START Supplied data
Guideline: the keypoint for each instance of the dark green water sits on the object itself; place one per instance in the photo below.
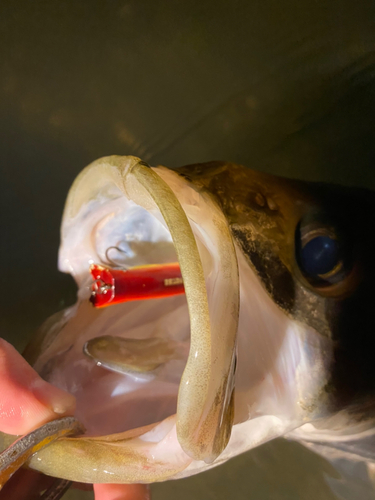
(286, 87)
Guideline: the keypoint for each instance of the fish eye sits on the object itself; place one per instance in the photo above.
(321, 253)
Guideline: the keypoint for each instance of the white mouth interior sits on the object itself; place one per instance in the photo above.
(274, 352)
(109, 402)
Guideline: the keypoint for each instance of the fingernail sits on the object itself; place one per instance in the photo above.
(59, 401)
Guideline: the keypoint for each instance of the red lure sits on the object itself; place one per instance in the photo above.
(113, 286)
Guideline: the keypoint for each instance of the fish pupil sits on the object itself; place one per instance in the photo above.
(320, 255)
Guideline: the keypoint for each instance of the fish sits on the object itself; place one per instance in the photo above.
(273, 335)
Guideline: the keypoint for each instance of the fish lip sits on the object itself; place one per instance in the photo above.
(119, 174)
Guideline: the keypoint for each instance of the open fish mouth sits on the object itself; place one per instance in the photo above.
(172, 386)
(122, 213)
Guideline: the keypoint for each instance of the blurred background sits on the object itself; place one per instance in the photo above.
(284, 87)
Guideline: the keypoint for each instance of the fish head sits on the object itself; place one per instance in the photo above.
(273, 334)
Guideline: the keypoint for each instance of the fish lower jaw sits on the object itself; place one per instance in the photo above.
(144, 427)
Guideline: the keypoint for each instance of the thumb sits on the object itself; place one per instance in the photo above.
(26, 400)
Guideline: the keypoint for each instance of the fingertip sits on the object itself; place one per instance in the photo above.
(27, 401)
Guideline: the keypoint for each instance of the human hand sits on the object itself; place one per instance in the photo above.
(27, 402)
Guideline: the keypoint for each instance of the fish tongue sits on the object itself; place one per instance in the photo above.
(206, 393)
END Supplied data
▶ Description of the task: Copy the entries character for character, excluding any pictures.

▶ Expected answer:
Guideline: the keypoint for each instance of the dark green water sits on the object itself; place one per instance in the photo below.
(286, 87)
Guideline: the keypoint for each instance of the fish eye sits on the object itself; place one per instance in the photo above.
(321, 253)
Guideline: the keypoint for each instance of the white mouth interior sits on the object itself; place one per instance in the photo above.
(274, 352)
(109, 402)
Guideline: the keypoint for each instance of the fingernail sits on the object itself; place one per instance in the photo above.
(59, 401)
Guideline: the keypoint for each instance of the red lure sits on the object itself; place one per instance in the photo above.
(113, 286)
Guideline: the keypoint for each instance of the fish pupil sits on the object itself; place one per instance in the photo above.
(320, 255)
Guideline: the keypoint for each instance of the fish sits on the object itself; place one per instance in the photo above.
(273, 335)
Guideline: the keypoint for each instance of the fish lip sits on the object itself; place one per instance in the photo above.
(119, 174)
Guideline: the keypoint for each instance of the open fish mouth sits on the object itself; place one per instance in the photo above.
(172, 386)
(122, 213)
Guideline: the keypoint for each instance of the blurred background sits on the object itself; place one per instance in the photo above.
(284, 87)
Guideline: the keypoint for each instance of the fish head sits on the object itself; place one per instance in the photo above.
(273, 334)
Guideline: the keypoint for each instance of the fish lower jaw sits on the object itself; place one per instance in the photo above.
(144, 427)
Guideline: the keypoint for each instance of the thumb sits on the object itself; place one per instance in the photo above.
(26, 400)
Guideline: the keypoint for each instance of the fingertip sits on the object itself; place one per instance in the photo above.
(27, 401)
Guideline: the keypoint for each instance of the human hand sits on the object itself; place one per instance in the photo above.
(27, 402)
Guideline: the keypoint for each instance of the fish tongue sits on the object itself; place one per instance in the photo above.
(206, 393)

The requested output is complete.